■ What needs to be done
Please copy all the lines that follow, word for word.

■ Extracted data
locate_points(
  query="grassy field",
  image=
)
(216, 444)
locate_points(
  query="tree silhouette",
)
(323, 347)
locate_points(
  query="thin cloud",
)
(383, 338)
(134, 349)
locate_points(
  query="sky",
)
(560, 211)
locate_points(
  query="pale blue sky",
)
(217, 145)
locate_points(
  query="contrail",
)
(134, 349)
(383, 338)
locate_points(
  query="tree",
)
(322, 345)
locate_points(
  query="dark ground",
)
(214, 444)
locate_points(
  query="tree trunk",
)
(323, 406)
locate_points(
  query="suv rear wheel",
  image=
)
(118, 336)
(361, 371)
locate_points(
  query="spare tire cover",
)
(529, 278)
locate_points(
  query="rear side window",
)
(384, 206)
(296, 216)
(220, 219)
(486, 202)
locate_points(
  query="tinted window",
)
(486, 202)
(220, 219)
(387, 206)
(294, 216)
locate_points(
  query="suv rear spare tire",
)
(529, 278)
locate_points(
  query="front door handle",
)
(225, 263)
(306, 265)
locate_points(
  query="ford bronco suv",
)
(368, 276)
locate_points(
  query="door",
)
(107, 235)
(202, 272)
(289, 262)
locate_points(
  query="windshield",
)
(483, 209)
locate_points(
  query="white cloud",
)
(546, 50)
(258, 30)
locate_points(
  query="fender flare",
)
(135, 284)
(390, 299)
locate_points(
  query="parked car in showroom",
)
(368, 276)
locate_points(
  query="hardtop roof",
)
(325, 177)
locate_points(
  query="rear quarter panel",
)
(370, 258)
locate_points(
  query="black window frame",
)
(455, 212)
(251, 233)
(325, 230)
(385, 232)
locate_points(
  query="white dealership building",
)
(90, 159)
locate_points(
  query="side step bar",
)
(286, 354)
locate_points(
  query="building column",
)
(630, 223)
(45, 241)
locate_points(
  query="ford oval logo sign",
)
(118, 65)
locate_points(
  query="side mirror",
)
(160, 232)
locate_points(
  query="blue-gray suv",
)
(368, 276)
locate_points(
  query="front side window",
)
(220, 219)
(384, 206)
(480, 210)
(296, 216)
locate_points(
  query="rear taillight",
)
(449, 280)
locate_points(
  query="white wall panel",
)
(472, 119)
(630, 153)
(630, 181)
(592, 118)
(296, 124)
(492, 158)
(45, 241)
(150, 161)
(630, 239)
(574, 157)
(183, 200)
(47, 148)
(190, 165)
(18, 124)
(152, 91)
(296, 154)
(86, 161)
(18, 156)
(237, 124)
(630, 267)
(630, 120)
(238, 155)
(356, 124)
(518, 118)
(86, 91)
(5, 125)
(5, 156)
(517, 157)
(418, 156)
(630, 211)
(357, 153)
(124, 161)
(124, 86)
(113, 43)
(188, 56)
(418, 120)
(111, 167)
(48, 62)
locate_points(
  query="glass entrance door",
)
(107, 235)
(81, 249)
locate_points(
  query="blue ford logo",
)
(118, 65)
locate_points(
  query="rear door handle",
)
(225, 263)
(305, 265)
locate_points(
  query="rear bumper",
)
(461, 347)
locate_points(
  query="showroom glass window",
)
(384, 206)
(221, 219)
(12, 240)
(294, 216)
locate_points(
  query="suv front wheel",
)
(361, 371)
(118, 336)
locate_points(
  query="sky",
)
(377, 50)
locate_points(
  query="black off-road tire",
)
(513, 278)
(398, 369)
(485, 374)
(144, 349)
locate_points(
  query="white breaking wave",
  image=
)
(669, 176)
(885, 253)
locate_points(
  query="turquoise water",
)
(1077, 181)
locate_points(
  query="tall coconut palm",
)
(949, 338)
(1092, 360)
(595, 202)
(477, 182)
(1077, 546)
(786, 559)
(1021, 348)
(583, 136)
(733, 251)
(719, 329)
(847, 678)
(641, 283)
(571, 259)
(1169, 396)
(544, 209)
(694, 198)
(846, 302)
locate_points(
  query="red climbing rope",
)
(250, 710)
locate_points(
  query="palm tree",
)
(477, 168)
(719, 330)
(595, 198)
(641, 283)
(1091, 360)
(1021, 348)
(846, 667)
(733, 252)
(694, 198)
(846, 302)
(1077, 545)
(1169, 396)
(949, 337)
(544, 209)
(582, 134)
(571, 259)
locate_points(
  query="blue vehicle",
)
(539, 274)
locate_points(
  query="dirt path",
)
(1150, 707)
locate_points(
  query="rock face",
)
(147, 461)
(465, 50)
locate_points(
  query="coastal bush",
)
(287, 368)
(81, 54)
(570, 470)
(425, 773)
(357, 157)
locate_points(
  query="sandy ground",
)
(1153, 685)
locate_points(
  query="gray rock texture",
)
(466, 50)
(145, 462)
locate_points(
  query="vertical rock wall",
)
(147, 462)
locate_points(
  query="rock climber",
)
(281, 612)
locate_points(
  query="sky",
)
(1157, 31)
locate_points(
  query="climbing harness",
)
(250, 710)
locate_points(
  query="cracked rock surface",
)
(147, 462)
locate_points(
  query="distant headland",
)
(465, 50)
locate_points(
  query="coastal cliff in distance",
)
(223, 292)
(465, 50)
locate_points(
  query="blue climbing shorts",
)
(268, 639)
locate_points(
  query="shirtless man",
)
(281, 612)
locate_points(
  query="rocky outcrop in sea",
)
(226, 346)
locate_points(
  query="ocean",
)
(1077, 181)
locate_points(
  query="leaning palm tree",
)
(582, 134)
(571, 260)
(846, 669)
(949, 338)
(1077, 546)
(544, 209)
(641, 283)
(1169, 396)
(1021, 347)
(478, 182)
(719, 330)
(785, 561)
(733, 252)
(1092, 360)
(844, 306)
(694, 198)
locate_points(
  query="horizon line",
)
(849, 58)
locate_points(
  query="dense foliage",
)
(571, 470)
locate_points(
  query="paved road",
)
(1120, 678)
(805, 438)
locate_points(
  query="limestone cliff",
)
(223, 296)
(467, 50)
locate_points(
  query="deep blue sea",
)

■ The reply
locate_points(
  query="grassy field",
  image=
)
(216, 444)
locate_points(
  query="tree silhouette",
)
(323, 347)
locate_points(
  query="thin cloud",
)
(383, 338)
(134, 349)
locate_points(
  query="sky",
)
(560, 211)
locate_points(
  query="pale blue sky",
)
(217, 145)
locate_points(
  query="contrail",
)
(134, 349)
(383, 338)
locate_points(
  query="tree",
)
(322, 345)
locate_points(
  query="dark ground",
)
(214, 444)
locate_points(
  query="tree trunk",
)
(323, 406)
locate_points(
  query="suv rear wheel",
  image=
)
(118, 336)
(361, 371)
locate_points(
  query="spare tire cover",
)
(529, 278)
locate_points(
  query="rear side window",
)
(384, 206)
(296, 216)
(220, 219)
(486, 202)
locate_points(
  query="tinted window",
)
(486, 202)
(220, 219)
(387, 206)
(294, 216)
locate_points(
  query="suv rear spare tire",
)
(529, 278)
locate_points(
  query="front door handle",
)
(225, 263)
(306, 265)
locate_points(
  query="ford bronco suv",
)
(368, 276)
locate_points(
  query="door",
)
(107, 235)
(202, 272)
(289, 262)
locate_points(
  query="windshield",
)
(483, 209)
locate_points(
  query="white cloud",
)
(546, 50)
(258, 30)
locate_points(
  query="fender flare",
)
(135, 284)
(390, 299)
locate_points(
  query="parked car in showroom",
)
(368, 276)
locate_points(
  query="hardtop roof",
)
(325, 177)
locate_points(
  query="rear quarter panel",
)
(370, 258)
locate_points(
  query="black window frame",
)
(455, 212)
(251, 233)
(325, 230)
(385, 232)
locate_points(
  query="white dealership building",
)
(90, 159)
locate_points(
  query="side step bar",
)
(286, 354)
locate_points(
  query="building column",
)
(630, 223)
(45, 241)
locate_points(
  query="ford oval logo sign",
)
(118, 65)
locate_points(
  query="side mirror",
)
(160, 232)
locate_points(
  query="blue-gray suv",
)
(368, 276)
locate_points(
  query="front side window",
)
(220, 219)
(384, 206)
(480, 210)
(296, 216)
locate_points(
  query="rear taillight",
)
(449, 280)
locate_points(
  query="white wall panel",
)
(472, 119)
(630, 153)
(630, 181)
(592, 118)
(296, 124)
(492, 158)
(45, 241)
(150, 161)
(630, 239)
(574, 157)
(183, 200)
(47, 148)
(190, 165)
(18, 124)
(152, 91)
(296, 154)
(86, 161)
(18, 156)
(237, 124)
(630, 267)
(630, 120)
(238, 155)
(356, 124)
(518, 118)
(86, 91)
(5, 125)
(5, 156)
(517, 157)
(418, 156)
(630, 211)
(357, 153)
(124, 161)
(124, 86)
(113, 43)
(188, 56)
(418, 120)
(111, 167)
(48, 62)
locate_points(
  query="glass entrance door",
)
(107, 235)
(81, 249)
locate_points(
  query="blue ford logo",
)
(118, 65)
locate_points(
  query="rear door handle",
)
(225, 263)
(305, 265)
locate_points(
  query="rear bumper",
)
(461, 347)
locate_points(
  query="showroom glass window",
)
(384, 206)
(221, 219)
(12, 240)
(294, 216)
locate_points(
  query="suv front wheel",
)
(361, 371)
(118, 336)
locate_points(
  query="sky",
)
(377, 50)
locate_points(
  query="black off-road tire",
)
(513, 278)
(398, 369)
(485, 374)
(144, 349)
locate_points(
  query="white breaking wave",
  image=
)
(669, 176)
(885, 253)
locate_points(
  query="turquoise water",
)
(1077, 181)
locate_points(
  query="tall coconut palm",
)
(949, 338)
(1092, 360)
(595, 202)
(477, 182)
(1077, 546)
(786, 559)
(1021, 348)
(583, 136)
(733, 251)
(719, 329)
(847, 678)
(641, 283)
(571, 259)
(1169, 396)
(544, 209)
(694, 198)
(846, 302)
locate_points(
  query="red climbing rope",
)
(250, 710)
locate_points(
  query="palm tree",
)
(477, 168)
(719, 330)
(595, 198)
(641, 283)
(1091, 360)
(1021, 348)
(846, 667)
(733, 252)
(694, 198)
(846, 302)
(1077, 545)
(1169, 396)
(949, 337)
(544, 209)
(582, 134)
(571, 259)
locate_points(
  query="blue vehicle",
)
(539, 274)
locate_points(
  query="dirt path",
)
(1150, 707)
locate_points(
  query="rock face",
)
(147, 461)
(465, 50)
locate_points(
  query="coastal bush",
)
(287, 368)
(81, 54)
(570, 470)
(425, 773)
(357, 157)
locate_points(
  query="sandy ground",
)
(1153, 685)
locate_points(
  query="gray rock texture",
)
(466, 50)
(145, 462)
locate_points(
  query="vertical rock wall",
)
(147, 462)
locate_points(
  query="rock climber",
)
(281, 612)
locate_points(
  query="sky",
)
(1157, 31)
locate_points(
  query="climbing harness",
)
(250, 710)
locate_points(
  query="cracked rock surface",
)
(147, 462)
locate_points(
  query="distant headland",
)
(465, 50)
locate_points(
  query="coastal cliff in distance",
)
(223, 292)
(465, 50)
locate_points(
  query="blue climbing shorts",
)
(268, 639)
locate_points(
  query="shirtless man",
)
(281, 612)
locate_points(
  query="rocky outcrop in sea",
)
(226, 346)
locate_points(
  query="ocean",
)
(1077, 181)
locate_points(
  query="leaning palm tree",
)
(582, 134)
(571, 260)
(846, 669)
(949, 338)
(1077, 546)
(544, 209)
(641, 283)
(1169, 396)
(1021, 347)
(478, 182)
(719, 330)
(785, 561)
(733, 252)
(1092, 360)
(844, 306)
(694, 198)
locate_points(
  query="horizon line",
)
(849, 58)
locate_points(
  query="dense foliage",
)
(571, 470)
locate_points(
  query="paved road",
)
(1120, 678)
(805, 438)
locate_points(
  query="limestone cliff",
)
(223, 296)
(467, 50)
locate_points(
  query="deep blue sea",
)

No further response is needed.